[Collected data]
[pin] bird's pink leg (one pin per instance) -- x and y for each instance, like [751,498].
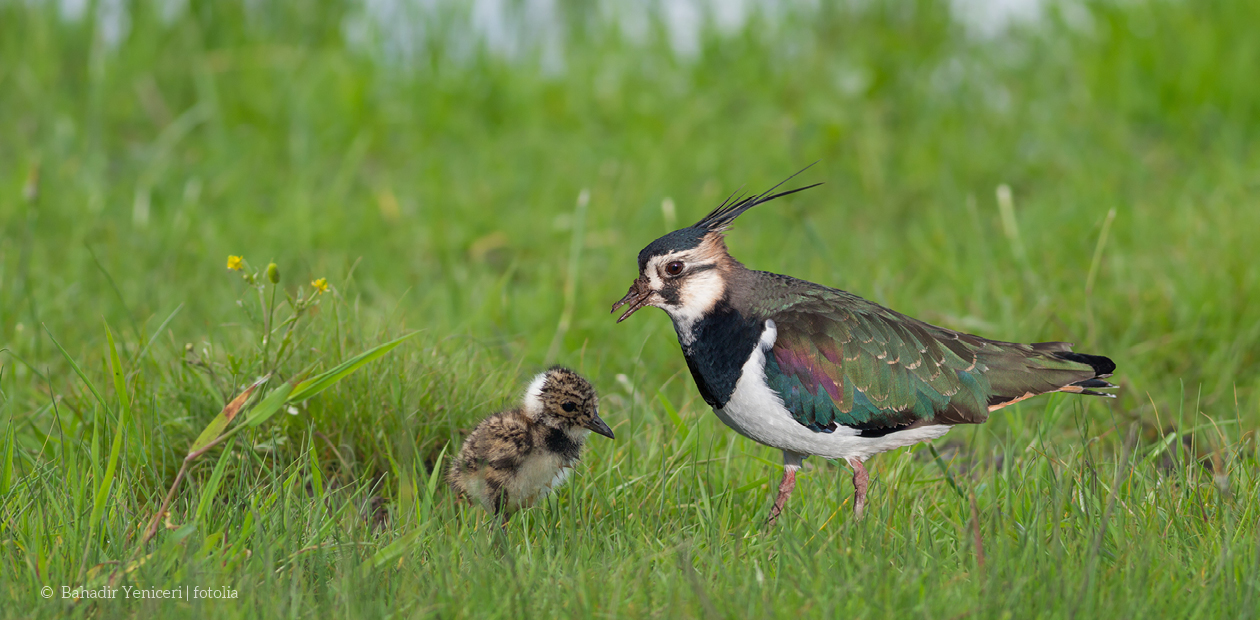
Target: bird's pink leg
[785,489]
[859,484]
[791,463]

* _WORK TO BE COMPLETED_: Repeat the preceding records precisely, and leave every picture out of the copy.

* _ANSWER FOR THIS EXERCISE_:
[pin] bird's pink leg (one pin per instance) -- x and y for each instance, like [751,498].
Target: bird's pink leg
[785,489]
[859,484]
[791,463]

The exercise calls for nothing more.